EXERCISE INSTRUCTIONS: The task calls for the line containing "of cat's nose" and all later lines, through the end of the entries below, to be set down exactly and without pictures.

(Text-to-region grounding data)

☆ ☆ ☆ ☆ ☆

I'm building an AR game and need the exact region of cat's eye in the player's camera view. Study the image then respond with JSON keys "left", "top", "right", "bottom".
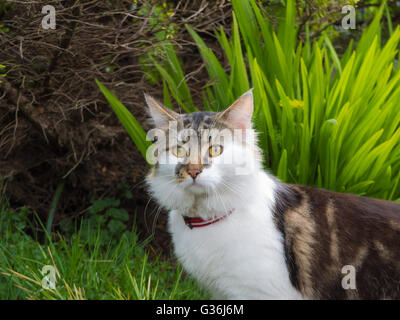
{"left": 209, "top": 145, "right": 223, "bottom": 157}
{"left": 172, "top": 145, "right": 186, "bottom": 158}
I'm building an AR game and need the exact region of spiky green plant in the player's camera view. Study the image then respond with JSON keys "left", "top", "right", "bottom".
{"left": 98, "top": 0, "right": 400, "bottom": 200}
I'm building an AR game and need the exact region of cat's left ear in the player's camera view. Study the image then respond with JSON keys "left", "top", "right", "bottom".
{"left": 218, "top": 89, "right": 254, "bottom": 130}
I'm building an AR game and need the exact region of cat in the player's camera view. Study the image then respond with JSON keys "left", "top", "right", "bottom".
{"left": 145, "top": 90, "right": 400, "bottom": 300}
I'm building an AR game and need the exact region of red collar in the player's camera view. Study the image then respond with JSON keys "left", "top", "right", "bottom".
{"left": 183, "top": 209, "right": 234, "bottom": 229}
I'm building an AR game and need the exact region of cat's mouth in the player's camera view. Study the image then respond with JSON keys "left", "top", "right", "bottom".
{"left": 186, "top": 180, "right": 207, "bottom": 194}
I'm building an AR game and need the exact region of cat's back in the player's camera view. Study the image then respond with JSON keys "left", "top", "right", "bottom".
{"left": 275, "top": 183, "right": 400, "bottom": 299}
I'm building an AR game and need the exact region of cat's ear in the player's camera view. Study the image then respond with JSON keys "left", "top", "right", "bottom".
{"left": 218, "top": 89, "right": 254, "bottom": 130}
{"left": 144, "top": 94, "right": 179, "bottom": 128}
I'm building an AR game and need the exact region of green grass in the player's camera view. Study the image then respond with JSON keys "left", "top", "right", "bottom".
{"left": 0, "top": 200, "right": 208, "bottom": 300}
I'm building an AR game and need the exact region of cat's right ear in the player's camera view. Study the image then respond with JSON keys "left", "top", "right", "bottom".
{"left": 144, "top": 94, "right": 179, "bottom": 128}
{"left": 218, "top": 89, "right": 254, "bottom": 130}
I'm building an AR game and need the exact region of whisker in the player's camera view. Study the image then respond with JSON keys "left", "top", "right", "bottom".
{"left": 151, "top": 205, "right": 163, "bottom": 237}
{"left": 220, "top": 177, "right": 245, "bottom": 197}
{"left": 213, "top": 184, "right": 228, "bottom": 216}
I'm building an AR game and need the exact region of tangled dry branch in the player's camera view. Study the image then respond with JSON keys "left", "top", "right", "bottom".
{"left": 0, "top": 0, "right": 231, "bottom": 251}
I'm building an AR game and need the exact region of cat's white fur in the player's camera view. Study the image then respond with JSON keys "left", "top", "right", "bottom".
{"left": 169, "top": 174, "right": 302, "bottom": 299}
{"left": 146, "top": 91, "right": 303, "bottom": 299}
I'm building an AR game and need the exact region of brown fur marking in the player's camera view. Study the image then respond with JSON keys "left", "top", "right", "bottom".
{"left": 284, "top": 190, "right": 316, "bottom": 298}
{"left": 274, "top": 183, "right": 400, "bottom": 299}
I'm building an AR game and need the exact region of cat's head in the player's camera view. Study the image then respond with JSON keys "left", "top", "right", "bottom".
{"left": 145, "top": 90, "right": 262, "bottom": 214}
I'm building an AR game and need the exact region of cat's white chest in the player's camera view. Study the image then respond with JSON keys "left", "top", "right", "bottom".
{"left": 168, "top": 197, "right": 303, "bottom": 300}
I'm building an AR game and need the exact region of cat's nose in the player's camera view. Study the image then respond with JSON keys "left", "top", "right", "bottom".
{"left": 186, "top": 164, "right": 203, "bottom": 180}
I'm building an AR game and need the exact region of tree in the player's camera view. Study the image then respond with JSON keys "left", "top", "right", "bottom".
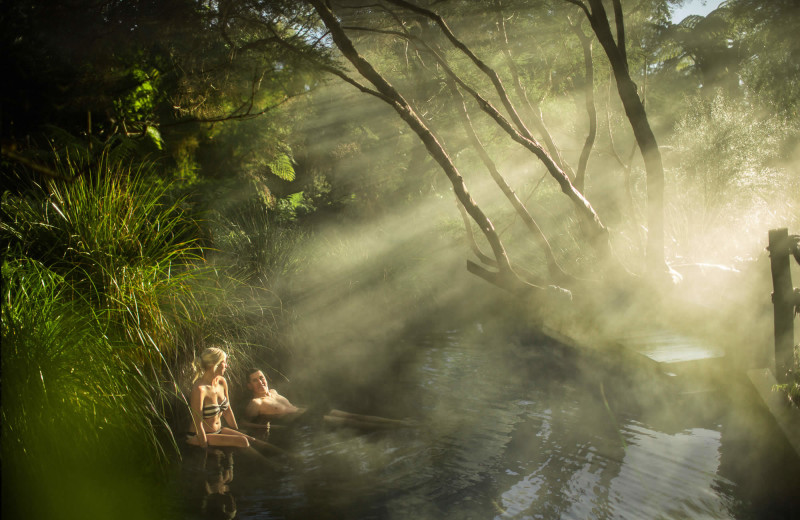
{"left": 294, "top": 0, "right": 687, "bottom": 299}
{"left": 1, "top": 0, "right": 324, "bottom": 206}
{"left": 661, "top": 0, "right": 800, "bottom": 116}
{"left": 566, "top": 0, "right": 667, "bottom": 273}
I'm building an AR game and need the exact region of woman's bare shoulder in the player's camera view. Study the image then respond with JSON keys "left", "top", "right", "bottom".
{"left": 190, "top": 381, "right": 208, "bottom": 401}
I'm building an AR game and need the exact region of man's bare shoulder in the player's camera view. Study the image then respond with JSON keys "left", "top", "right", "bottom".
{"left": 244, "top": 397, "right": 262, "bottom": 416}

☆ ☆ ☆ ☆ ☆

SOLUTION BELOW:
I'm building an AR game and need the exact region of cat's nose in the player's camera view. Study the image then respond with JSON keys "left", "top", "right", "bottom".
{"left": 186, "top": 164, "right": 203, "bottom": 180}
I'm building an AR game and need the exact region of tree in the player's camera view. Study the image then respond with JSON keys "left", "top", "right", "bottom".
{"left": 294, "top": 0, "right": 687, "bottom": 299}
{"left": 1, "top": 0, "right": 324, "bottom": 206}
{"left": 661, "top": 0, "right": 800, "bottom": 116}
{"left": 566, "top": 0, "right": 667, "bottom": 273}
I'm building an AR game and need the exact region of woman's bare shoulder in the player's camera view. Study the image then respond with JSON keys "left", "top", "right", "bottom".
{"left": 190, "top": 381, "right": 208, "bottom": 401}
I'm building an AR game and need the exact region of man's bare shoulder in the player's camera view. Study the image then respond with JSON keys "left", "top", "right", "bottom".
{"left": 244, "top": 397, "right": 262, "bottom": 416}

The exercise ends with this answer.